— start SELECTION —
It was stressed above that it is not physically or ecologically possible for all countries to move far down this unidimensional path. Indeed ecological sustainability for the planet requires a reversal of that momentum. If the limits to growth analysis is valid we must significantly reduce present world levels of production and consumption. The unidimensional conception of development gives the mistaken impression that this must mean development has to be reversed, that real living standards must be lowered and that people who are poor now must become poorer.
The fundamental step towards avoiding the confusions this unidimensional conception leads to is to break the assumed identity between development and monetary wealth or economic growth. We can do this simply by asking questions such as, "What do we want to develop?", "Into what state do we want to develop?", "What conditions, institutions, arrangements and life experiences do we want to set up or facilitate?" Here are the sorts of items most of us would probably list.
We want to develop a society in which
· All have enough good food
· All have sufficient and adequate housing, clothing, furniture, etc.
· The goods and services people need for high quality of life can be easily produced, without waste, in ways that are sustainable in the long term.
· People feel secure from fear of avoidable illness, unemployment, pollution, political breakdown, violence, poverty.
· People have much leisure time, supportive communities, good health services, satisfying work and enjoyable and meaningful lives.
— end SELECTION —
PROBLEMS TO WORK ON:
(A) Output the passage on development from "The fundamental step" to "breakdown, violence, poverty.", word for word.
(B) For each statement, answer yes or no on whether it agrees with the passage on development, and quote the words that decide it: (i) Ecological sustainability requires continuing the momentum along the unidimensional path. (ii) Much leisure time is listed among the things we want to develop. (iii) The fundamental step is to break the assumed identity between development and monetary wealth or economic growth.
— start INFORMATION SUPPLIED —
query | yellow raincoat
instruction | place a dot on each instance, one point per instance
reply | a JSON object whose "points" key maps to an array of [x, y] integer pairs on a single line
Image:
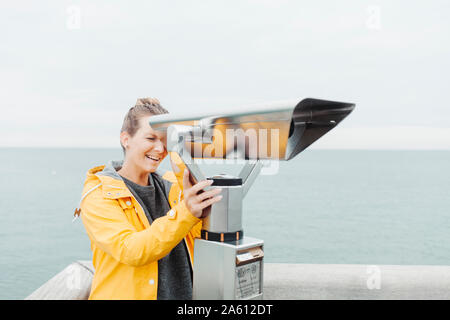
{"points": [[125, 246]]}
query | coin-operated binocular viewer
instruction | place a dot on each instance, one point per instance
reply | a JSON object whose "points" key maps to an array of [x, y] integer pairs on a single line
{"points": [[227, 264]]}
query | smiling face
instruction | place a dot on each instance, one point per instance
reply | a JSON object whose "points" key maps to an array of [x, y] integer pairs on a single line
{"points": [[146, 148]]}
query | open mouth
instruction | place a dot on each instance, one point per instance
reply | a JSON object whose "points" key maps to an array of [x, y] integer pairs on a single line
{"points": [[153, 158]]}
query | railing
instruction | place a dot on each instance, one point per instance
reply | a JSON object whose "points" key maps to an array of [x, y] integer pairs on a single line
{"points": [[297, 281]]}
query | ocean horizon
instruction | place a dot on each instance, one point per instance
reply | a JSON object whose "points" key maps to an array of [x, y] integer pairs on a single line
{"points": [[325, 206]]}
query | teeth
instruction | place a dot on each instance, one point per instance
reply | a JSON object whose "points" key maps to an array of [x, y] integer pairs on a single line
{"points": [[155, 159]]}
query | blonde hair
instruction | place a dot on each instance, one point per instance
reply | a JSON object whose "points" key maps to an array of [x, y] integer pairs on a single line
{"points": [[143, 107]]}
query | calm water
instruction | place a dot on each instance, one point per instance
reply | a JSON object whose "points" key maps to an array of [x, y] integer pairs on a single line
{"points": [[363, 207]]}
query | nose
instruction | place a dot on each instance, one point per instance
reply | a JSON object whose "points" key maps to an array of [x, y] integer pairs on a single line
{"points": [[159, 146]]}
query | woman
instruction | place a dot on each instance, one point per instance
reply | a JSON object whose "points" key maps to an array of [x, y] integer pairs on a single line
{"points": [[142, 225]]}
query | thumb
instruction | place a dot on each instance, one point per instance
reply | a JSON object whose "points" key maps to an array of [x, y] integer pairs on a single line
{"points": [[186, 181]]}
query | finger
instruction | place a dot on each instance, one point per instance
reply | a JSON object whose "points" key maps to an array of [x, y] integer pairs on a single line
{"points": [[209, 202], [200, 185], [208, 194], [186, 182]]}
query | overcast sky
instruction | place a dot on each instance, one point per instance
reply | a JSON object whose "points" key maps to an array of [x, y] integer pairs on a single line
{"points": [[71, 69]]}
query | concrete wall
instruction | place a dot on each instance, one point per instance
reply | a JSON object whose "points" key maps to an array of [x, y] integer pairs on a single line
{"points": [[298, 281]]}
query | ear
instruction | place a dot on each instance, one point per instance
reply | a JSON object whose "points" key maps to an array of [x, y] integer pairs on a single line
{"points": [[124, 137]]}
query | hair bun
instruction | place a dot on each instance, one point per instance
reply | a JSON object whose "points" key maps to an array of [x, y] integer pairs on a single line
{"points": [[147, 102]]}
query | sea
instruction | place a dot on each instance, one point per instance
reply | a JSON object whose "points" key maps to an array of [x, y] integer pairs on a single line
{"points": [[367, 207]]}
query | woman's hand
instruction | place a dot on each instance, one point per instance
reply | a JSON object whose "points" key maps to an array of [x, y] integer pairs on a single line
{"points": [[195, 198]]}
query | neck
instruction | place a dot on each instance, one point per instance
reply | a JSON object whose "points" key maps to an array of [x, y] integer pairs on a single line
{"points": [[130, 172]]}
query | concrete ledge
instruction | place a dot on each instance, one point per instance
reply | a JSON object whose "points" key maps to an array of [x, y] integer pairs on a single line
{"points": [[342, 281], [297, 281]]}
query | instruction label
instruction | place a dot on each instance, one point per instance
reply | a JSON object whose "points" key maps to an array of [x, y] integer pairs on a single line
{"points": [[248, 280]]}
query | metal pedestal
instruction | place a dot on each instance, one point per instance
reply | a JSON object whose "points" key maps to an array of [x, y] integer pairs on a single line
{"points": [[228, 270]]}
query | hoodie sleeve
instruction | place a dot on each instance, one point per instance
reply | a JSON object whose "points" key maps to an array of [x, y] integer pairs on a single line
{"points": [[109, 229]]}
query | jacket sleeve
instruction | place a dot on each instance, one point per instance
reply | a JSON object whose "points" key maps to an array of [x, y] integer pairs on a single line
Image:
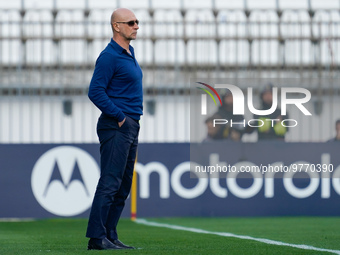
{"points": [[103, 73]]}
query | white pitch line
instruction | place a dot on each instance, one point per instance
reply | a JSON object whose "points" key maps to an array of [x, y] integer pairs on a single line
{"points": [[225, 234]]}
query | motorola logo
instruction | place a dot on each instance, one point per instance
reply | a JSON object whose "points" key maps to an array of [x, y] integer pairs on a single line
{"points": [[64, 180]]}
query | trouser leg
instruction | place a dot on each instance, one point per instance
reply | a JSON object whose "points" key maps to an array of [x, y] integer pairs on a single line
{"points": [[119, 199], [116, 146]]}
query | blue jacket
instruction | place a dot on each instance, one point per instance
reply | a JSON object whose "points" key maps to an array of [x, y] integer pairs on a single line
{"points": [[116, 85]]}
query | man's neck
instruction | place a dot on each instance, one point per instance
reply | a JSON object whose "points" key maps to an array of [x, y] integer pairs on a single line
{"points": [[122, 43]]}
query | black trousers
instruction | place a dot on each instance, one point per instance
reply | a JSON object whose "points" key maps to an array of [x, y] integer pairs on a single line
{"points": [[118, 148]]}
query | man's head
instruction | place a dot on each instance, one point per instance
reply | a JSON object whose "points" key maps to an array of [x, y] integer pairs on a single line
{"points": [[124, 24]]}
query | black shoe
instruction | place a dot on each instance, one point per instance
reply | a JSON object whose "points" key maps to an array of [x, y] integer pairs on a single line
{"points": [[102, 244], [121, 245]]}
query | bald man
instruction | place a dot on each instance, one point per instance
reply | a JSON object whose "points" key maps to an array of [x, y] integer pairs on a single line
{"points": [[116, 89]]}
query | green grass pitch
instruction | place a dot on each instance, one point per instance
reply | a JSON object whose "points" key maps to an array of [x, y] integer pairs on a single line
{"points": [[67, 236]]}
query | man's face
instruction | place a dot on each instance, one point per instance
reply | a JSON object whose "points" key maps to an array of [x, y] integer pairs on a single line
{"points": [[127, 31]]}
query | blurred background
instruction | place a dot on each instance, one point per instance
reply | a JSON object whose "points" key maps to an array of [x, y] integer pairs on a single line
{"points": [[48, 50]]}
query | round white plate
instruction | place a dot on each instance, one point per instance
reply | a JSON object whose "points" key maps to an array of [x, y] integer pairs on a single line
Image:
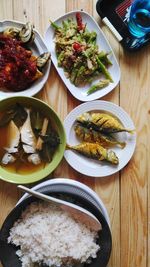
{"points": [[38, 47], [91, 167], [81, 92], [75, 185]]}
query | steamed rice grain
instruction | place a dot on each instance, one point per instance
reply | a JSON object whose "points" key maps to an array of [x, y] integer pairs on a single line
{"points": [[48, 235]]}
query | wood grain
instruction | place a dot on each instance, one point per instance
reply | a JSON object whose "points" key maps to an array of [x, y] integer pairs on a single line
{"points": [[125, 194]]}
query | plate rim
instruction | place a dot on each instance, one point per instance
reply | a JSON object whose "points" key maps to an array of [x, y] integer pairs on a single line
{"points": [[90, 97], [87, 106]]}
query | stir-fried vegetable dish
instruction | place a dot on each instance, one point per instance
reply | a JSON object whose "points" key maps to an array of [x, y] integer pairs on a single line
{"points": [[79, 55]]}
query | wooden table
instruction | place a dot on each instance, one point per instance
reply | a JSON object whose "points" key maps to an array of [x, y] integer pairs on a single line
{"points": [[125, 194]]}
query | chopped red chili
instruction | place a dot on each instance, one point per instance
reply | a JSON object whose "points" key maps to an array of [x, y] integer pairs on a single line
{"points": [[77, 47], [81, 26], [17, 67]]}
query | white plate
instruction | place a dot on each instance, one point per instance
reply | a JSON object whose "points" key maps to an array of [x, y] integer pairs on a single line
{"points": [[92, 167], [73, 185], [38, 47], [81, 93]]}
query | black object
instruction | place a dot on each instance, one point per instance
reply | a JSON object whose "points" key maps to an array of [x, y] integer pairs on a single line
{"points": [[115, 11], [8, 255]]}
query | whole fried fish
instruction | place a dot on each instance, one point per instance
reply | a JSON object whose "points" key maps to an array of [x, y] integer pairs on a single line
{"points": [[102, 122], [92, 136], [95, 151]]}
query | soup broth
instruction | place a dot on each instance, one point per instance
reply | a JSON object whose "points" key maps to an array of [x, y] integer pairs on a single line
{"points": [[21, 164]]}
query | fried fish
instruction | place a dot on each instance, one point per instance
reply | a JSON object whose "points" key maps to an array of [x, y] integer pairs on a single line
{"points": [[102, 122], [92, 136], [95, 151]]}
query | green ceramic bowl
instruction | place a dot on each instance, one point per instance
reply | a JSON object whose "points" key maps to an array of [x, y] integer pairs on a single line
{"points": [[50, 167]]}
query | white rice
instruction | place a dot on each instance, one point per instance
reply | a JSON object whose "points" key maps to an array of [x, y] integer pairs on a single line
{"points": [[48, 235]]}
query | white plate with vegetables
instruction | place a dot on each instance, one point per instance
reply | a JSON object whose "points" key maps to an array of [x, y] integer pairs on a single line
{"points": [[82, 56], [101, 138]]}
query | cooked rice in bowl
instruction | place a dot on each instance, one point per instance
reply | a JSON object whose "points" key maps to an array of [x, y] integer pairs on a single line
{"points": [[47, 235]]}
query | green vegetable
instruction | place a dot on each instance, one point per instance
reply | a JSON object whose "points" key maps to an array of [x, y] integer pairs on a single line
{"points": [[54, 25], [104, 70], [95, 87], [78, 54]]}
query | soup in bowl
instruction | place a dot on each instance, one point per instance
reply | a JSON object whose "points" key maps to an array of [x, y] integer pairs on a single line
{"points": [[32, 140]]}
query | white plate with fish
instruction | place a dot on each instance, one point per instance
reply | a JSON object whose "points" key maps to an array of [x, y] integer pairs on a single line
{"points": [[77, 84], [122, 143], [27, 78]]}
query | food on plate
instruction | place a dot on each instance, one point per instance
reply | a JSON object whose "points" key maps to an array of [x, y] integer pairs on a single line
{"points": [[97, 132], [19, 68], [47, 236], [92, 136], [78, 54], [29, 139], [102, 122], [95, 151], [97, 86]]}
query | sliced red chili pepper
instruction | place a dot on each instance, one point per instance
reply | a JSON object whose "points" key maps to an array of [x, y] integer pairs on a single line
{"points": [[77, 47], [80, 25]]}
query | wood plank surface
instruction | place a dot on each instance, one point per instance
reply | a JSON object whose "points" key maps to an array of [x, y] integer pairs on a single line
{"points": [[127, 193]]}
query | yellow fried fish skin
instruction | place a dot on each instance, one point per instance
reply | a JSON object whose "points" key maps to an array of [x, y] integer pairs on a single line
{"points": [[102, 122], [92, 136], [95, 151]]}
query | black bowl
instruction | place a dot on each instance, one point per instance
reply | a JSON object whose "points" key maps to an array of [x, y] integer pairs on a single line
{"points": [[8, 255]]}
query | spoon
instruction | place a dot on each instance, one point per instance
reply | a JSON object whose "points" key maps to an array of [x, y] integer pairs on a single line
{"points": [[78, 213]]}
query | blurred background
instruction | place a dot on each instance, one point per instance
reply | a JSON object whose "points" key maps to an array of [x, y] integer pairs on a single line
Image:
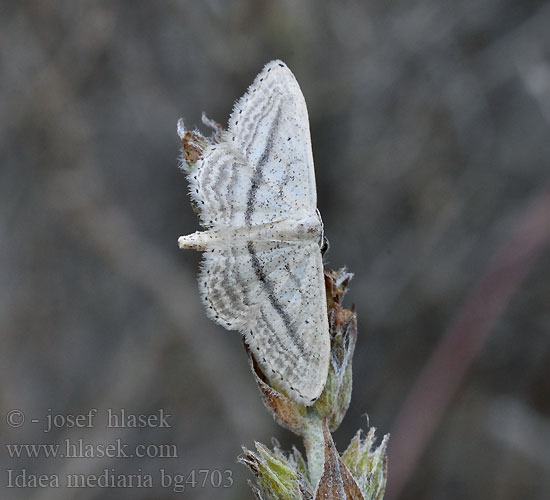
{"points": [[430, 125]]}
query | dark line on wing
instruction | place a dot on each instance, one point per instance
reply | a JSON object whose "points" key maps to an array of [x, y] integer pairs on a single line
{"points": [[258, 173], [274, 302]]}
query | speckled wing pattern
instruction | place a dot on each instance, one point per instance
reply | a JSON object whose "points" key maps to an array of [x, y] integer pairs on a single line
{"points": [[262, 273]]}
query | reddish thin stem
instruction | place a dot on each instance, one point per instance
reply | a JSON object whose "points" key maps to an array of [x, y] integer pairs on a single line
{"points": [[442, 374]]}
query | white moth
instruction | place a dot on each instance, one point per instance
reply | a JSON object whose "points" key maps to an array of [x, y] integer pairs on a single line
{"points": [[262, 272]]}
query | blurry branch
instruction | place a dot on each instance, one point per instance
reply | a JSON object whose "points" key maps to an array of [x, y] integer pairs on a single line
{"points": [[74, 188], [442, 374]]}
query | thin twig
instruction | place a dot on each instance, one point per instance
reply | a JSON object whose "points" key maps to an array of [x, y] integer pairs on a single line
{"points": [[442, 374]]}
— end INFORMATION SUPPLIED —
SOLUTIONS BELOW:
(A)
The fundamental step towards avoiding the confusions this unidimensional conception leads to is to break the assumed identity between development and monetary wealth or economic growth. We can do this simply by asking questions such as, "What do we want to develop?", "Into what state do we want to develop?", "What conditions, institutions, arrangements and life experiences do we want to set up or facilitate?" Here are the sorts of items most of us would probably list.
We want to develop a society in which
· All have enough good food
· All have sufficient and adequate housing, clothing, furniture, etc.
· The goods and services people need for high quality of life can be easily produced, without waste, in ways that are sustainable in the long term.
· People feel secure from fear of avoidable illness, unemployment, pollution, political breakdown, violence, poverty.

(B)
(i) No: "ecological sustainability for the planet requires a reversal of that momentum."
(ii) Yes: "People have much leisure time"
(iii) Yes: "The fundamental step towards avoiding the confusions this unidimensional conception leads to is to break the assumed identity between development and monetary wealth or economic growth."